*REQUIRED TASK:*
Reproduce the material below word for word, from the line containing "of the cow's" through the end of the material, including both that first line and the last one.
[GIVEN DATA start]
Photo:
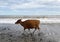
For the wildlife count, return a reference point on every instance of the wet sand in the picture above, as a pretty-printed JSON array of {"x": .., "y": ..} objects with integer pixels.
[{"x": 50, "y": 32}]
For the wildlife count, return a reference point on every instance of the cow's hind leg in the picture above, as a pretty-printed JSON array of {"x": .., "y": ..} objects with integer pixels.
[{"x": 34, "y": 31}]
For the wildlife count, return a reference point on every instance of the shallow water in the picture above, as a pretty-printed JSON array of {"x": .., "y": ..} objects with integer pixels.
[{"x": 15, "y": 33}]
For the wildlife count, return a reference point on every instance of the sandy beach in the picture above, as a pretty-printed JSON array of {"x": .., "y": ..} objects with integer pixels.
[{"x": 50, "y": 32}]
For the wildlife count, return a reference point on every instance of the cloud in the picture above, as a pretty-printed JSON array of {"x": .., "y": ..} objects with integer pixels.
[{"x": 27, "y": 4}]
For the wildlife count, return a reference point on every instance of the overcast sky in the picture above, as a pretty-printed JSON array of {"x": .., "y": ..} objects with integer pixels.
[GIVEN DATA end]
*SOLVED PROBLEM:*
For the wildlife count, return a reference point on every instance of the cow's hind leg in the picture above, as a pretty-printed JSON array of {"x": .., "y": ..} objects with integer pixels.
[{"x": 34, "y": 31}]
For the wildlife count, return a reference point on every instance of the shallow water in the picture above, as a pretty-printed JSON array of {"x": .., "y": ..} objects with integer pixels.
[{"x": 15, "y": 33}]
For the wildlife count, return a reference point on every instance of the sandy beach in the picture above, as a pretty-printed JSON array of {"x": .., "y": ..} objects with integer pixels.
[{"x": 50, "y": 32}]
For the wildlife count, return a reference point on every instance of the cloud in the picture above, as a pretty-printed JSON array of {"x": .., "y": ..} objects with integer pixels.
[{"x": 27, "y": 4}]
For the wildlife count, return a reference point on every instance of the overcast sky in the picture above, as a pretty-printed JSON array of {"x": .., "y": ..} objects with integer pixels.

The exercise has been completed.